═════ Entries
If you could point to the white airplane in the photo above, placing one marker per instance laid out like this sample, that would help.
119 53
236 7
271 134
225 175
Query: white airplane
══════════
═════ Entries
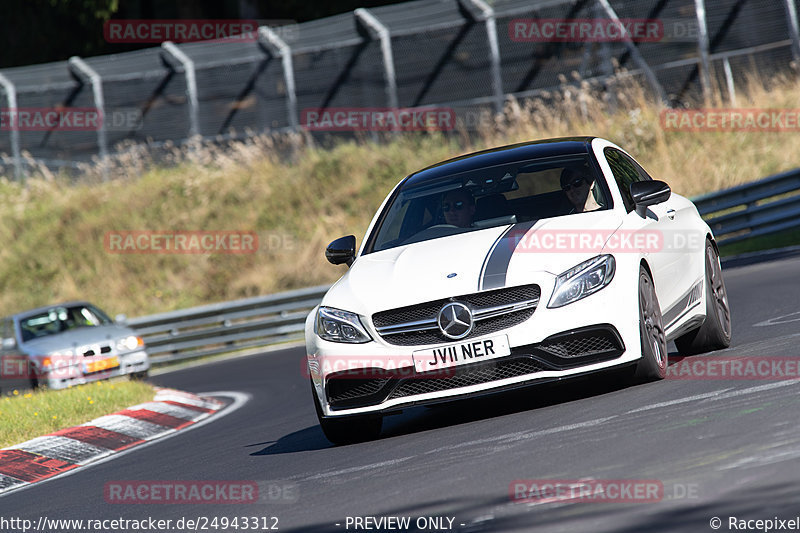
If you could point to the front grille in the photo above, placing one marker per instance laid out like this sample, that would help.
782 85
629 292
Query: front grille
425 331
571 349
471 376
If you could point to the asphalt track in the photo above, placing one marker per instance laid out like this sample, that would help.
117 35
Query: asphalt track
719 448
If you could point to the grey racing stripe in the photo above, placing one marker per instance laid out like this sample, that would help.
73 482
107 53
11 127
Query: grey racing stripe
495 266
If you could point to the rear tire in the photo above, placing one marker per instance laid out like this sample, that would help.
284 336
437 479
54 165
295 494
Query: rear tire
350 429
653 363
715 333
══════════
═════ Entries
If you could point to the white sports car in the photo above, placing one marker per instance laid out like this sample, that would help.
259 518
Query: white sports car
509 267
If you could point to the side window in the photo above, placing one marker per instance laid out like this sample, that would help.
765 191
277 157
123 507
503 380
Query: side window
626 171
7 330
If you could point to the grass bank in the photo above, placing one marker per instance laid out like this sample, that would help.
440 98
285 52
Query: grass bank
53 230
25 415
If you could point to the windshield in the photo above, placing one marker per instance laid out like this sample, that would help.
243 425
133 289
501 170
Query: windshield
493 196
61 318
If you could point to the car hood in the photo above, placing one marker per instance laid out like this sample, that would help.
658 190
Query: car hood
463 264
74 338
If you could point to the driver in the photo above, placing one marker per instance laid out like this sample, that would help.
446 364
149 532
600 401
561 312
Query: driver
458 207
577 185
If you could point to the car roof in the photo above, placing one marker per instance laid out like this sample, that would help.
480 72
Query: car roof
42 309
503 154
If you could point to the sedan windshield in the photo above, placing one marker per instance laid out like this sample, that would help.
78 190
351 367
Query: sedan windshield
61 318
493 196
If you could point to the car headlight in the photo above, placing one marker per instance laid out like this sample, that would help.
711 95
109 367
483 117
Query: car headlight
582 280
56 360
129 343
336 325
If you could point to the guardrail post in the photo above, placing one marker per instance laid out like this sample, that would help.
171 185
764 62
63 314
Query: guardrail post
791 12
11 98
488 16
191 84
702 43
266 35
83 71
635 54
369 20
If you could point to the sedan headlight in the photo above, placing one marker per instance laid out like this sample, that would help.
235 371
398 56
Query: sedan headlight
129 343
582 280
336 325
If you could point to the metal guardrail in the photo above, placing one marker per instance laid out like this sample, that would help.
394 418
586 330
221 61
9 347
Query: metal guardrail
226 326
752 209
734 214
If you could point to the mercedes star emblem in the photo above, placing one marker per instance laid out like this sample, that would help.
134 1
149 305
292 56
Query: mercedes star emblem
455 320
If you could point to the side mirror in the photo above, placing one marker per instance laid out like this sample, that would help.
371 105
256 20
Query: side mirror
══════════
- _The exercise_
Gather every line from the records above that contains the word "metal", copying each one in full.

- _Exercise answer_
If you could point to the metal guardrail in the photo above, placing one marker per instance laid out like this sample, that would help.
Query: metal guardrail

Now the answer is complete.